▸ **Passage shown**:
The bar for late-stage colon cancer patients has been set at a whopping 1.4-month increase in survival. This incremental improvement by Bayer and Onyx Pharmaceuticals' (Nasdaq: ONXX) regorafenib is nothing to get excited about, but it should be enough to get the drug on the market; patients that didn't get the drug only lived five months, so it's meaningful, just not spectacular.

The standard will have an effect on the much-anticipated results from Aeterna Zentaris (Nasdaq: AEZS) and Keryx Biopharmaceuticals' (Nasdaq: KERX) colon cancer trial for perifosine, which is expected to read out this quarter. Just keep in mind that when comparing two clinical trial results, there are always caveats:

  • The trials didn't enroll identical patients. The perifosine trial requires patients to have failed at least three regimens: a chemotherapy plus Sanofi's Eloxatin; a chemotherapy plus Pfizer's Camptosar; and then either Bristol-Myers Squibb (NYSE: BMY) and Eli Lilly's Erbitux or Amgen's (Nasdaq: AMGN) Vectibix. The latter two are an either/or situation because they work under the same mechanism: binding to the epidermal growth factor receptor, or EGFR. The patients could have also gotten Roche's Avastin, but weren't required to. The trial for regorafenib enrolled patients that had exhausted all options, so they were theoretically in worse shape.

▸ **Exercise directions**: In the passage on colon cancer trials, how long did patients who did not receive regorafenib live?

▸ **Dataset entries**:

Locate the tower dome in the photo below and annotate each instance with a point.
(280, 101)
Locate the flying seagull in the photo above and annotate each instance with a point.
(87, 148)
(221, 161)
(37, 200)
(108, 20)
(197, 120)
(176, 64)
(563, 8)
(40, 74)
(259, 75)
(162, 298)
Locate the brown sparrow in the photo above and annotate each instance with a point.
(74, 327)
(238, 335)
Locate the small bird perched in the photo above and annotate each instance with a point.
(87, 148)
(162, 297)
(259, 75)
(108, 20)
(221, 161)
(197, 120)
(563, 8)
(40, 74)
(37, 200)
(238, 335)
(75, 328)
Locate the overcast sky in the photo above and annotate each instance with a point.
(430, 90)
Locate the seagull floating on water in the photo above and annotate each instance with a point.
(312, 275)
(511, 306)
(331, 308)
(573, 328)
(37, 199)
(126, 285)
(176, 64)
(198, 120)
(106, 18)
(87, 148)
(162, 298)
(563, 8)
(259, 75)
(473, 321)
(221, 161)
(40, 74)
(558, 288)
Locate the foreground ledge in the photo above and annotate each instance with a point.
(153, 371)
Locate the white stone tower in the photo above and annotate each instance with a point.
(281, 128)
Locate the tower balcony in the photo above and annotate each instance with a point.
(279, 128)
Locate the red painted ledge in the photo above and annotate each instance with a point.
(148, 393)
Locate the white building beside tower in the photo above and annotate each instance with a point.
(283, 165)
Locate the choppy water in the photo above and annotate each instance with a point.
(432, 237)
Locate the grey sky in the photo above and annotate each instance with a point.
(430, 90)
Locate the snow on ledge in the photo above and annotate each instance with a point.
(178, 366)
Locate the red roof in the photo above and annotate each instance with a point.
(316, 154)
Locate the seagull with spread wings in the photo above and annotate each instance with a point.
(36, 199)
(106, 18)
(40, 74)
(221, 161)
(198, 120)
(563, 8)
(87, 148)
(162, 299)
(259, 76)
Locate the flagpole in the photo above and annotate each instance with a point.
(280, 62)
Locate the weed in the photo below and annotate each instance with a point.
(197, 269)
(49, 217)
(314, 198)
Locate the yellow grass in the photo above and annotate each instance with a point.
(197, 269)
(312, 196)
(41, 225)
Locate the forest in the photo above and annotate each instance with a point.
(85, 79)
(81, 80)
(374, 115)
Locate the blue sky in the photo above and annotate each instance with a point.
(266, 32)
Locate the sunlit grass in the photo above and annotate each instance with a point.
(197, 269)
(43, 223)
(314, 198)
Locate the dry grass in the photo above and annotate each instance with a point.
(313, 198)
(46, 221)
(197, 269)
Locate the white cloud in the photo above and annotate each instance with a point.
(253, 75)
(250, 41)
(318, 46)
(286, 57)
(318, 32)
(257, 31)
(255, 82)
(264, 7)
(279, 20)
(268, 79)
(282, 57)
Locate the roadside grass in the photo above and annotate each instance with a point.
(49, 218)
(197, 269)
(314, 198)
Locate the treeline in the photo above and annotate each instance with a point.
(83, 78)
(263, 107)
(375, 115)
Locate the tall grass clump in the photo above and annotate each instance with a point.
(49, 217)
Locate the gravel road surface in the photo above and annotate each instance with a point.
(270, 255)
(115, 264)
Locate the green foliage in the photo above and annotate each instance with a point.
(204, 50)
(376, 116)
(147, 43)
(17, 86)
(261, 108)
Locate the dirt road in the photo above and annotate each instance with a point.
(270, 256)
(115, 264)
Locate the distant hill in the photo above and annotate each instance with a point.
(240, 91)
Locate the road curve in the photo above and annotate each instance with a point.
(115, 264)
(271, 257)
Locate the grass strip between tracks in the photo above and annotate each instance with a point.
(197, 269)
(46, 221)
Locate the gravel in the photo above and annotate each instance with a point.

...

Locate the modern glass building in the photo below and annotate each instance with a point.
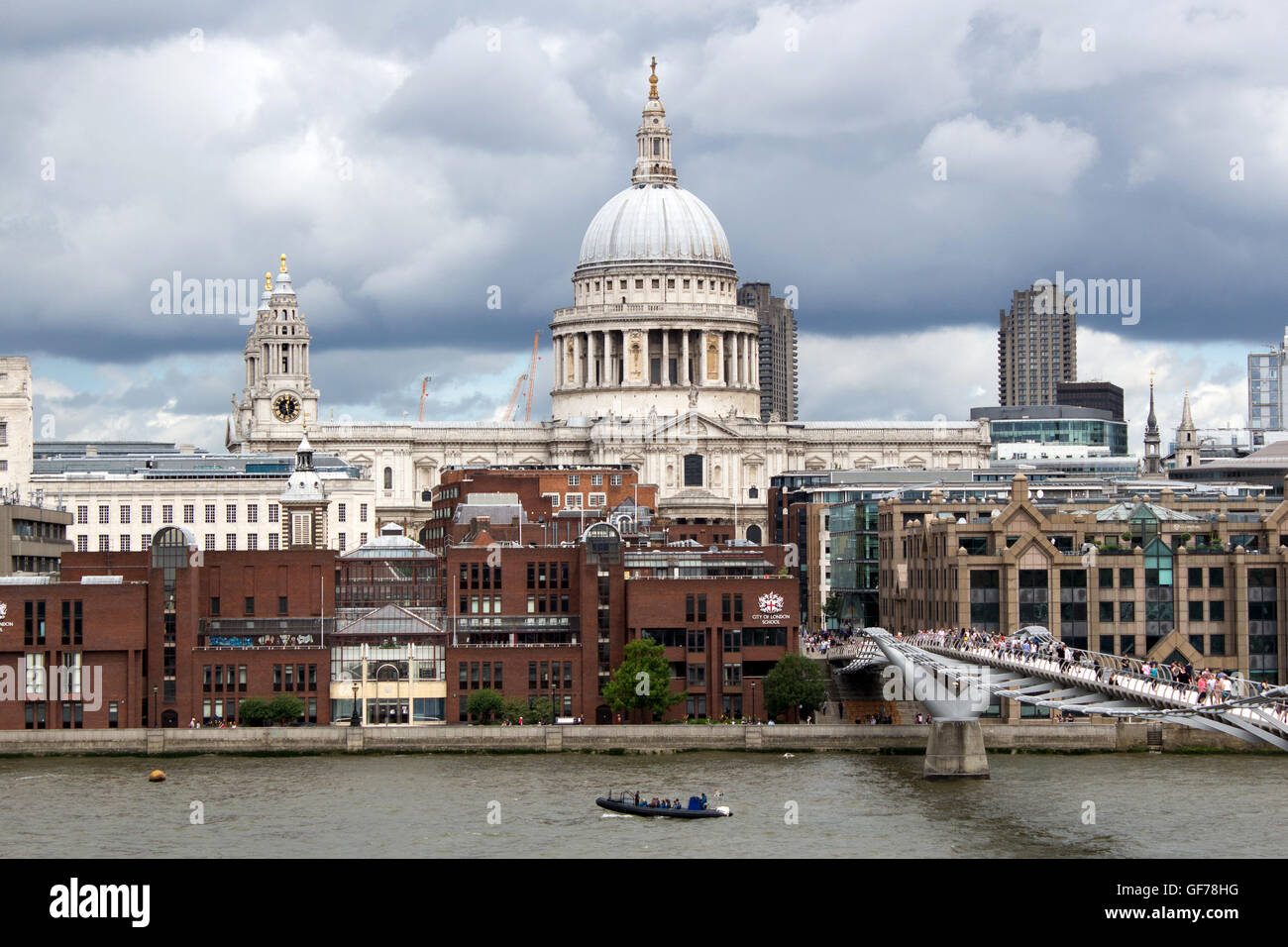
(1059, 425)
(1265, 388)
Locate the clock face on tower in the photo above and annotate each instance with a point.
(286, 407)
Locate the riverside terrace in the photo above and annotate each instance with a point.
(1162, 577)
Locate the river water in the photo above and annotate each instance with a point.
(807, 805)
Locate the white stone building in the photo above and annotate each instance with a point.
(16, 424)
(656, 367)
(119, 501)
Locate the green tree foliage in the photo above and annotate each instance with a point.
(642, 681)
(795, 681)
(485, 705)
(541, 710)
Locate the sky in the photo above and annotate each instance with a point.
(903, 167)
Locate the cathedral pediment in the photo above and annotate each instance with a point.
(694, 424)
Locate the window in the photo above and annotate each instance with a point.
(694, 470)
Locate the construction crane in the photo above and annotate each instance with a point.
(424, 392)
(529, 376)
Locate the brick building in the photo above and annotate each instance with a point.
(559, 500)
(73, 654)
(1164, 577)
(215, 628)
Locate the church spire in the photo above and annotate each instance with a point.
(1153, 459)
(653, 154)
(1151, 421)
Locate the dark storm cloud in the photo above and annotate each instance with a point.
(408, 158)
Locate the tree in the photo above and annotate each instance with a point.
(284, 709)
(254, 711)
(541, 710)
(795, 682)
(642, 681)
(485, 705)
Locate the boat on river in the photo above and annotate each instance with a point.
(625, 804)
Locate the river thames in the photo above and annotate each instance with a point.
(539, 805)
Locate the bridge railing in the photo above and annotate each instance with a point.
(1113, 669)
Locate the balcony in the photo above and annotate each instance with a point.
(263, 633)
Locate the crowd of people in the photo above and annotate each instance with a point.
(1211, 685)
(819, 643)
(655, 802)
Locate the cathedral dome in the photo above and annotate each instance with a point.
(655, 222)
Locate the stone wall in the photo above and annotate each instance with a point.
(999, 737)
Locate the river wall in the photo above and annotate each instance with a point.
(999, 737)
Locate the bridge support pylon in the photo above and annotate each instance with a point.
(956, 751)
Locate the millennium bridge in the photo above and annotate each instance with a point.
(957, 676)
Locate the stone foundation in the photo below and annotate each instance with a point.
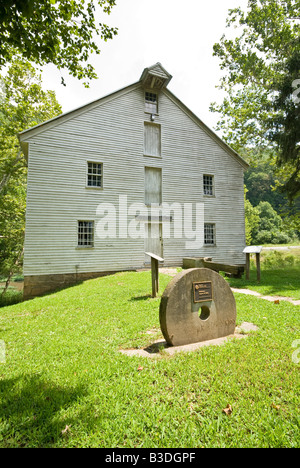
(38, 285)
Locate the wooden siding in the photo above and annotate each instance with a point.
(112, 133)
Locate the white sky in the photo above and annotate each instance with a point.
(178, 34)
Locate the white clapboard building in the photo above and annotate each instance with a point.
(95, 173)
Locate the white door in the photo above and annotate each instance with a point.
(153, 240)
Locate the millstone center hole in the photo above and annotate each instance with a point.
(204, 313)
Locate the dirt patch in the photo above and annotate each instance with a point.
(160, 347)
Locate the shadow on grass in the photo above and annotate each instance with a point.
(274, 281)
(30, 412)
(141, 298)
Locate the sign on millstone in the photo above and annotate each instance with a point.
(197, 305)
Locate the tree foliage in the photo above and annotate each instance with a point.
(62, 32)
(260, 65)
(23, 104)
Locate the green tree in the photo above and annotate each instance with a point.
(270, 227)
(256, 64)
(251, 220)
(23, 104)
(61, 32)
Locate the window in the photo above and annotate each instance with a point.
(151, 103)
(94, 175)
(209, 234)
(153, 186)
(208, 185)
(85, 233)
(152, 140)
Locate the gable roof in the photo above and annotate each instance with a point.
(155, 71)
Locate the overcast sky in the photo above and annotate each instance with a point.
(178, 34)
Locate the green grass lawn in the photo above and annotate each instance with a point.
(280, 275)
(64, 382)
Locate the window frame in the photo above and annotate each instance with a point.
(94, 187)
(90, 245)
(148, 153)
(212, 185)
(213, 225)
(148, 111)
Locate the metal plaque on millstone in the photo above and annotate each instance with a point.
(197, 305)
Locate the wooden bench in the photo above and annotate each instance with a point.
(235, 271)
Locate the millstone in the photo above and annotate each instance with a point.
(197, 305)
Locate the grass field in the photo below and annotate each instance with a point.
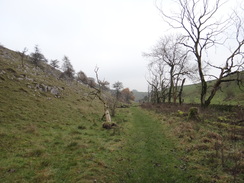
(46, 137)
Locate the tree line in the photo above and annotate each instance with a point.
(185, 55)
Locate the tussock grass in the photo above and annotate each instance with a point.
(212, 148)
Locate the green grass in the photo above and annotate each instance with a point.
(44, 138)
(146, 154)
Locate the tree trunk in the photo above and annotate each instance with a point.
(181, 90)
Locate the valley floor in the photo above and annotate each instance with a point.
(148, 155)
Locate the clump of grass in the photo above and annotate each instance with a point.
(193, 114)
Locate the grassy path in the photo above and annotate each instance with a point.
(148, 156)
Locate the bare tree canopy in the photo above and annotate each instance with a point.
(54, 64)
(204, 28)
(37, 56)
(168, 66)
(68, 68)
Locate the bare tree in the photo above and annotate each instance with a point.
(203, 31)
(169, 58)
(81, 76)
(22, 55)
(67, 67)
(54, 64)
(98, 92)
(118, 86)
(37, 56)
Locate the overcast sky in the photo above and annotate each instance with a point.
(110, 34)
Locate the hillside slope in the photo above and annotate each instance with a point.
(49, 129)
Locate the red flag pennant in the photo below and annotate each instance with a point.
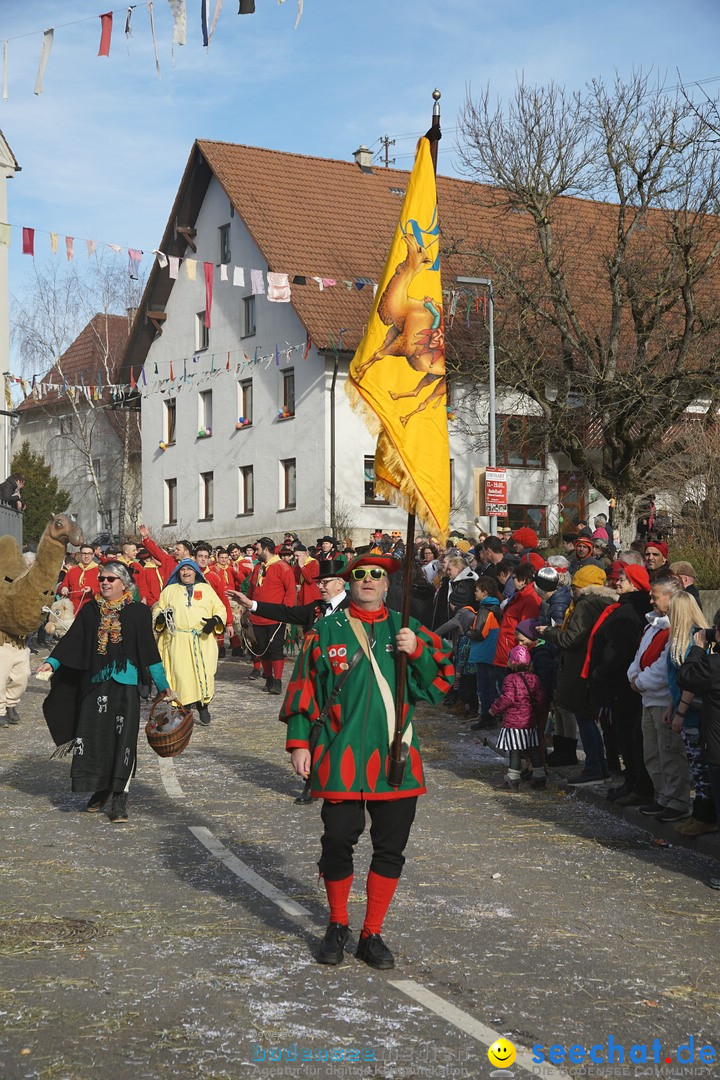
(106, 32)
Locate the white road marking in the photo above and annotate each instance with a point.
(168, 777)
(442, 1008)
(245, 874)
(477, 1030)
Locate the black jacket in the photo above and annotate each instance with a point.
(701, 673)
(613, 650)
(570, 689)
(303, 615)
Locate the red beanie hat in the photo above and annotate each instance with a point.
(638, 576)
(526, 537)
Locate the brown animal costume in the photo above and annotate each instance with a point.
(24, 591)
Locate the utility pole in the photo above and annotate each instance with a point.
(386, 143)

▸ **Exercise response**: Five months.